EXTRACTED DATA:
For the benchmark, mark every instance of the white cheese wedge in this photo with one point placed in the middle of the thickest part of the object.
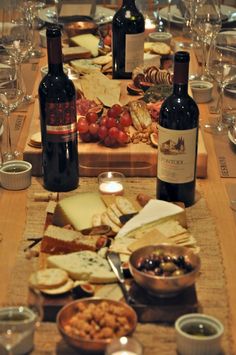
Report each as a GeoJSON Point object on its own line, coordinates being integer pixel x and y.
{"type": "Point", "coordinates": [87, 41]}
{"type": "Point", "coordinates": [78, 210]}
{"type": "Point", "coordinates": [84, 265]}
{"type": "Point", "coordinates": [154, 211]}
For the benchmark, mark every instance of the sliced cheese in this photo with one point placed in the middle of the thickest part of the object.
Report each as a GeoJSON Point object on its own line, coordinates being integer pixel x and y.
{"type": "Point", "coordinates": [78, 210]}
{"type": "Point", "coordinates": [87, 41]}
{"type": "Point", "coordinates": [84, 265]}
{"type": "Point", "coordinates": [84, 66]}
{"type": "Point", "coordinates": [153, 213]}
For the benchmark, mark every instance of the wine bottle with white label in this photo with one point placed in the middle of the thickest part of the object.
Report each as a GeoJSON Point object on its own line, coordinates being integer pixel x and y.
{"type": "Point", "coordinates": [57, 102]}
{"type": "Point", "coordinates": [178, 139]}
{"type": "Point", "coordinates": [127, 40]}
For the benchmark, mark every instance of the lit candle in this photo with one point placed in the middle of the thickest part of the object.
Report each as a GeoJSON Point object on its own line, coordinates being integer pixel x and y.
{"type": "Point", "coordinates": [150, 26]}
{"type": "Point", "coordinates": [110, 183]}
{"type": "Point", "coordinates": [124, 352]}
{"type": "Point", "coordinates": [111, 187]}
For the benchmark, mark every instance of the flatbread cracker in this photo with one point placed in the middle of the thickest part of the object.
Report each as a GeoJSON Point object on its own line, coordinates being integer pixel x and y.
{"type": "Point", "coordinates": [48, 278]}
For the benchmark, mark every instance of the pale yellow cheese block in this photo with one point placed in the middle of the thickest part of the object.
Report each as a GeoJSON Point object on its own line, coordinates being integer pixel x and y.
{"type": "Point", "coordinates": [87, 41]}
{"type": "Point", "coordinates": [78, 210]}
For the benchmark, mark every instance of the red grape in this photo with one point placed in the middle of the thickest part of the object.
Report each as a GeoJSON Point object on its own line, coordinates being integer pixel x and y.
{"type": "Point", "coordinates": [82, 125]}
{"type": "Point", "coordinates": [102, 132]}
{"type": "Point", "coordinates": [122, 137]}
{"type": "Point", "coordinates": [93, 128]}
{"type": "Point", "coordinates": [125, 119]}
{"type": "Point", "coordinates": [92, 117]}
{"type": "Point", "coordinates": [85, 137]}
{"type": "Point", "coordinates": [113, 132]}
{"type": "Point", "coordinates": [111, 122]}
{"type": "Point", "coordinates": [110, 142]}
{"type": "Point", "coordinates": [114, 111]}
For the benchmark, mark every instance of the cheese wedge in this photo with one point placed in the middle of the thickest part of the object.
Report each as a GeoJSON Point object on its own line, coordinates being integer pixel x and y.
{"type": "Point", "coordinates": [78, 210]}
{"type": "Point", "coordinates": [84, 265]}
{"type": "Point", "coordinates": [87, 41]}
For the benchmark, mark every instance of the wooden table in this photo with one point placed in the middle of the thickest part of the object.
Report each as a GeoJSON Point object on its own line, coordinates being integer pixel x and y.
{"type": "Point", "coordinates": [13, 217]}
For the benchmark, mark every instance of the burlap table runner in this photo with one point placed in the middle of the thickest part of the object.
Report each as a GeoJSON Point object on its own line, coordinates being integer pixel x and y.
{"type": "Point", "coordinates": [156, 338]}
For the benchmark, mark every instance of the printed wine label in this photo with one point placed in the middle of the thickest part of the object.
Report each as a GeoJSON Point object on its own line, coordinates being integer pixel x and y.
{"type": "Point", "coordinates": [134, 44]}
{"type": "Point", "coordinates": [61, 121]}
{"type": "Point", "coordinates": [176, 155]}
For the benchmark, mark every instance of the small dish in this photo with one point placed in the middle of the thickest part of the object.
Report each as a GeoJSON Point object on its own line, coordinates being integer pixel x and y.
{"type": "Point", "coordinates": [164, 285]}
{"type": "Point", "coordinates": [15, 175]}
{"type": "Point", "coordinates": [231, 137]}
{"type": "Point", "coordinates": [201, 90]}
{"type": "Point", "coordinates": [198, 334]}
{"type": "Point", "coordinates": [94, 343]}
{"type": "Point", "coordinates": [164, 37]}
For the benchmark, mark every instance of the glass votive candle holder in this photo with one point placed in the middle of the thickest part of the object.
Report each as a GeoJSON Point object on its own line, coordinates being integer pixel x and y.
{"type": "Point", "coordinates": [124, 346]}
{"type": "Point", "coordinates": [111, 183]}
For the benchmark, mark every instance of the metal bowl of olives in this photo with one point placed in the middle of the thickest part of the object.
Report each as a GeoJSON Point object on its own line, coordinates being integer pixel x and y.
{"type": "Point", "coordinates": [164, 270]}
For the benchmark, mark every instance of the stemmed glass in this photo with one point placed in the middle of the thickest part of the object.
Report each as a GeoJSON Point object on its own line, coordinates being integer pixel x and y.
{"type": "Point", "coordinates": [30, 10]}
{"type": "Point", "coordinates": [206, 24]}
{"type": "Point", "coordinates": [11, 95]}
{"type": "Point", "coordinates": [16, 36]}
{"type": "Point", "coordinates": [18, 323]}
{"type": "Point", "coordinates": [221, 66]}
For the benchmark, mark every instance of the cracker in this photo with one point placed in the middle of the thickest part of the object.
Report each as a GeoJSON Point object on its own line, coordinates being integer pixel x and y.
{"type": "Point", "coordinates": [59, 290]}
{"type": "Point", "coordinates": [102, 60]}
{"type": "Point", "coordinates": [161, 48]}
{"type": "Point", "coordinates": [113, 216]}
{"type": "Point", "coordinates": [125, 205]}
{"type": "Point", "coordinates": [48, 278]}
{"type": "Point", "coordinates": [106, 220]}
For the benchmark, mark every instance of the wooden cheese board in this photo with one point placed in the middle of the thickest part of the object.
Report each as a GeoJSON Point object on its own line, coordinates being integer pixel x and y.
{"type": "Point", "coordinates": [132, 160]}
{"type": "Point", "coordinates": [149, 308]}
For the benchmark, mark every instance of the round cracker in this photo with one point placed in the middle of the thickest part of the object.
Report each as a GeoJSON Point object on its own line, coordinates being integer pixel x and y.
{"type": "Point", "coordinates": [59, 290]}
{"type": "Point", "coordinates": [102, 60]}
{"type": "Point", "coordinates": [161, 48]}
{"type": "Point", "coordinates": [36, 138]}
{"type": "Point", "coordinates": [48, 278]}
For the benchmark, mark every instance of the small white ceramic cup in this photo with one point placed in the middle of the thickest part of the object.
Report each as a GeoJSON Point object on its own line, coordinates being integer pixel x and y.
{"type": "Point", "coordinates": [164, 37]}
{"type": "Point", "coordinates": [197, 344]}
{"type": "Point", "coordinates": [201, 90]}
{"type": "Point", "coordinates": [124, 345]}
{"type": "Point", "coordinates": [15, 175]}
{"type": "Point", "coordinates": [23, 325]}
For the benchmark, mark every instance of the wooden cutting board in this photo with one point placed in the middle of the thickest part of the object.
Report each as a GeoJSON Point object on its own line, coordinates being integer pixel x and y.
{"type": "Point", "coordinates": [132, 160]}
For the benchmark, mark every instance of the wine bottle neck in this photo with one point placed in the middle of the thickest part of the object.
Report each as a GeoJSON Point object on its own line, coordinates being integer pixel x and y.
{"type": "Point", "coordinates": [54, 55]}
{"type": "Point", "coordinates": [129, 3]}
{"type": "Point", "coordinates": [180, 79]}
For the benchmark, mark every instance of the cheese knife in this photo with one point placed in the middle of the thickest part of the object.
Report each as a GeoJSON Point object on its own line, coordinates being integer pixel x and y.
{"type": "Point", "coordinates": [115, 263]}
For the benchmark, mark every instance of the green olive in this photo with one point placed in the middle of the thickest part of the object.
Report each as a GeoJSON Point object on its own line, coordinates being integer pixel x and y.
{"type": "Point", "coordinates": [168, 266]}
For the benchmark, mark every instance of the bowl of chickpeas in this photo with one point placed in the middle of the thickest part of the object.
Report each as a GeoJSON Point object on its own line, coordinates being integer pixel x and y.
{"type": "Point", "coordinates": [90, 324]}
{"type": "Point", "coordinates": [164, 270]}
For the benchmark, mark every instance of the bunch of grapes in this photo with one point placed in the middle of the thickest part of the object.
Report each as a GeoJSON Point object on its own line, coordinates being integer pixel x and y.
{"type": "Point", "coordinates": [110, 129]}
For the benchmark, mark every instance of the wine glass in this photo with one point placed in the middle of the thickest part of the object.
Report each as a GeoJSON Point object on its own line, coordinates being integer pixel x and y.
{"type": "Point", "coordinates": [30, 10]}
{"type": "Point", "coordinates": [186, 8]}
{"type": "Point", "coordinates": [206, 24]}
{"type": "Point", "coordinates": [221, 66]}
{"type": "Point", "coordinates": [11, 95]}
{"type": "Point", "coordinates": [16, 37]}
{"type": "Point", "coordinates": [18, 323]}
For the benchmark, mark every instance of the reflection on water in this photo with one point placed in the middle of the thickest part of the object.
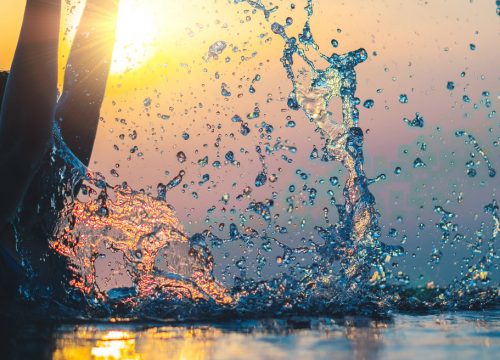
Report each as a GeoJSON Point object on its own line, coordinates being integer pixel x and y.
{"type": "Point", "coordinates": [459, 335]}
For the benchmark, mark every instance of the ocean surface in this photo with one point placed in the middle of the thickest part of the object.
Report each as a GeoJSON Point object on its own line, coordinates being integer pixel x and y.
{"type": "Point", "coordinates": [461, 335]}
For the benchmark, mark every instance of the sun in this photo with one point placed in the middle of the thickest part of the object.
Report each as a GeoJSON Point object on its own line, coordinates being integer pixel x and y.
{"type": "Point", "coordinates": [136, 35]}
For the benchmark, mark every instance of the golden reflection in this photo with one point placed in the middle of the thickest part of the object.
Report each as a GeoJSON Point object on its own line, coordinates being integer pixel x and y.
{"type": "Point", "coordinates": [155, 343]}
{"type": "Point", "coordinates": [115, 345]}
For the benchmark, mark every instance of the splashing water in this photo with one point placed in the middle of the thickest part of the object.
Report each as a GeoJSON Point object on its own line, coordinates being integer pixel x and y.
{"type": "Point", "coordinates": [165, 272]}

SHORT EXERCISE: Return only the lines running from the line with "For the benchmark, mark every instance of the splashing" to the last line of the records, both included, exactly as written.

ANSWER TO THE PROBLEM:
For the benchmark, mark every instance of the splashing water in this photo with one point placed in the middle of the thickest part of the object.
Report each as a GeoJSON Point object on its own line, coordinates being integer pixel x and y.
{"type": "Point", "coordinates": [165, 272]}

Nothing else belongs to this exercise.